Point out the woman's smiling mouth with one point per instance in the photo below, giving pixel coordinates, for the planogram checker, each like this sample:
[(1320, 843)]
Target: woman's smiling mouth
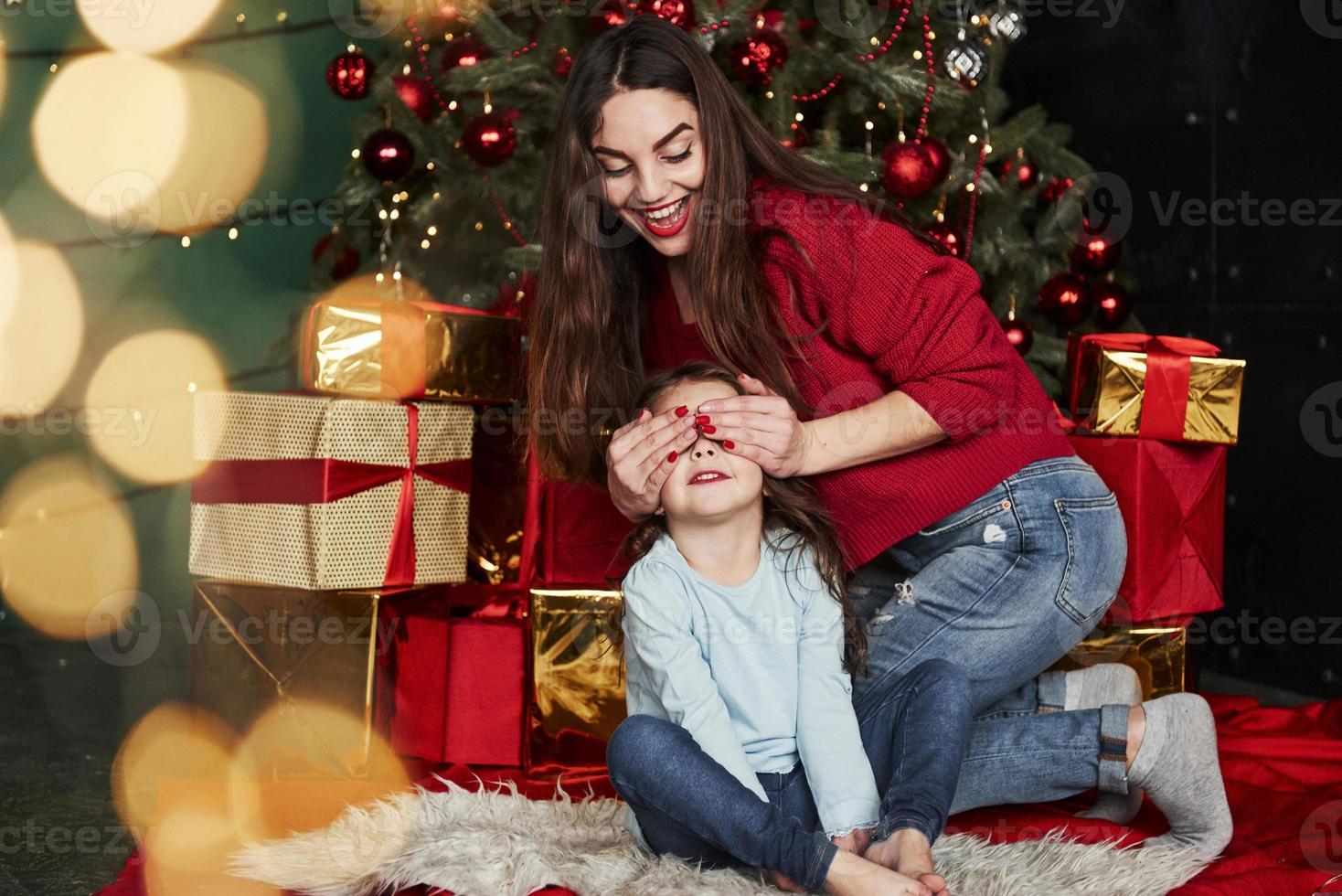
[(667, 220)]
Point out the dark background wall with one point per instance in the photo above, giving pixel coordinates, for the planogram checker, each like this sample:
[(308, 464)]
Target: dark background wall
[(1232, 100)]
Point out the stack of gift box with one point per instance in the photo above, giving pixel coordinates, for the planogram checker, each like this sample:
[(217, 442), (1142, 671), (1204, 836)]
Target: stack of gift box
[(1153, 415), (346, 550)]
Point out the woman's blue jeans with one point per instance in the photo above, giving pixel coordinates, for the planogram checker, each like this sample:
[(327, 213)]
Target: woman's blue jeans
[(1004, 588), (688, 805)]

• _TASK STATEMENT_: Would you restate the records above word for word and exclude the pictures?

• _RESPONSE AREA_:
Point out the woman's smiling mouth with one point per instance in the photo below, giving pixel coordinates, for the planogram checker, each like this sample:
[(1320, 843)]
Target: woman's smiling mouth
[(667, 220)]
Point out the dark background wall with one point per instance in the photo above, giving pixel coordinates, for the planogram checker, each like this sample:
[(308, 464)]
Target: dark background wall
[(1232, 100)]
Point out the stack of gift box with one point per instance in the photo above, giving pixel coordinates, for the planogram checker, each like this sample:
[(217, 442), (1142, 671), (1204, 836)]
Target: stack of gift box
[(1153, 415), (346, 550)]
Point out the woman's blue jeans with one point per instance in the photo above, giving pixel coordinates, for the planogram checker, each like this sample:
[(327, 213)]
Target: woman's blue jeans
[(1004, 588), (688, 805)]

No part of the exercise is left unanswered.